── INPUT FOR THIS TASK
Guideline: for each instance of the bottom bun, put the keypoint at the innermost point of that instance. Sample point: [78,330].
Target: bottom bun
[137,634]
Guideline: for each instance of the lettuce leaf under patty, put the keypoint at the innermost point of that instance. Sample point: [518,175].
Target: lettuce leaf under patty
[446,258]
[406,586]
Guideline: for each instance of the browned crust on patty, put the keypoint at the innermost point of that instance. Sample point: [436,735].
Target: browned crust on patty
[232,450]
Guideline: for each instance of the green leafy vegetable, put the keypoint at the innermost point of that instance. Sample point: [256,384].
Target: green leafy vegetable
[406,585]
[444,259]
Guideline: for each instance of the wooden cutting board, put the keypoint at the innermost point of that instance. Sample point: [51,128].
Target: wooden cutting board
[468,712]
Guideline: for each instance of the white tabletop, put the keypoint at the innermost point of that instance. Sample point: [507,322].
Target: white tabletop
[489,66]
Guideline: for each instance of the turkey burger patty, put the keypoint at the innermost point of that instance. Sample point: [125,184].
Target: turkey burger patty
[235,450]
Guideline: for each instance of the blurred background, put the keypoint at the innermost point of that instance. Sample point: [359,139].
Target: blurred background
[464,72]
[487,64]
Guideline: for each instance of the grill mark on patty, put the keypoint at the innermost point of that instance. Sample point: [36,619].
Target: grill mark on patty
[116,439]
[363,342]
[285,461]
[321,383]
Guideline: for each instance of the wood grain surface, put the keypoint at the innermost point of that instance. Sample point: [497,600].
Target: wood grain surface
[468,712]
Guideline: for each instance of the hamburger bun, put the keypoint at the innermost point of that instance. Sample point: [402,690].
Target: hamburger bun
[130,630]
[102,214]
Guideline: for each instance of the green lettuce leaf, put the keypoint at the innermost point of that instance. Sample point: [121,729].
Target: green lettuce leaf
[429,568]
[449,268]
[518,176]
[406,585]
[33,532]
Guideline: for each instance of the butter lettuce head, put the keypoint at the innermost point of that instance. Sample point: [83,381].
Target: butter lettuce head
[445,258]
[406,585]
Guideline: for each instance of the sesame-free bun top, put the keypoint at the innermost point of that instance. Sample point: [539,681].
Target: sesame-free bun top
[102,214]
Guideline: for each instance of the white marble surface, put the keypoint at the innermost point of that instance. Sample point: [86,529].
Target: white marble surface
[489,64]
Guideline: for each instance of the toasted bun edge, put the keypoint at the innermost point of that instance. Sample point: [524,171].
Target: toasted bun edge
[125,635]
────
Quote all the records exactly, please, leaving none out.

Guideline: for each instance of the bottom bun, put the keypoint at the innermost point of that instance. Sample point: [78,330].
Target: bottom bun
[137,634]
Guideline: for each instance of the lettuce leaf under patty, put the keypoint at the innermost point of that instance. Sample point: [518,175].
Target: lettuce leaf under patty
[446,258]
[406,586]
Guideline: for each instance of the browned crust on patty, put the keypoint at the innermost point of that instance. Sample point: [436,735].
Target: browned crust on patty
[232,450]
Guideline: for each instance of the green leafy vegetable, put the keypoint at the innermost point of that instance. Sample point: [256,384].
Target: green leafy vegetable
[406,585]
[444,259]
Guideline: for each instance of the wooden cutting board, put the keypoint at the innermost point of that instance. Sample point: [51,128].
Target: wooden cutting board
[468,712]
Guideline: for each instance of the white tabletop, put the keypoint at the innermost point of that instance. Sample point: [507,322].
Target: white tabletop
[489,66]
Guideline: for each instance of the turkey burger patty, put the keypoint at the innermost point of that instance. Sample point: [125,184].
Target: turkey burger patty
[235,450]
Guideline: for each instance of the blurred background, put the keypoint at the innermost point of that instance. Sample point: [359,139].
Target: blurred background
[464,72]
[487,64]
Guideline: for each instance of the grill mark on patty, put the keypoint at the innermost point of that instance. Sample point: [36,619].
Target: grill mark on patty
[116,439]
[363,342]
[285,461]
[321,383]
Guideline: for each instance of the wood grain surface, put the keypoint at the innermost point of that instance. Sample point: [497,600].
Target: wood grain surface
[468,712]
Guideline: for each instance of the hamburger bun, put the keypoint at the innermost point of that instance. Sample point: [402,690].
Target: hamburger bun
[130,630]
[102,214]
Guideline: for each instance of the green lettuce leaf, put the keypoint at the innermost point of that instance. Sample point: [121,729].
Target: green lettuce leaf
[429,568]
[449,268]
[518,176]
[406,585]
[33,532]
Guideline: for each instance of the butter lettuce head, put the keypoint at the innermost point of that instance. Sample point: [83,381].
Target: butter lettuce head
[445,258]
[406,585]
Guideline: for each instance of the sesame-free bun top, put the keypoint at the innermost point of that instance. Sample point: [539,681].
Target: sesame-free bun top
[102,214]
Guideline: for each instance of the white marble surface, put the keypoint at the innermost point of that instance. Sample point: [86,529].
Target: white marble surface
[489,64]
Guideline: for each instance of the toasted bun edge, put the keypoint at the innermost point of that instance. Sample point: [524,171].
Target: toasted bun edge
[125,635]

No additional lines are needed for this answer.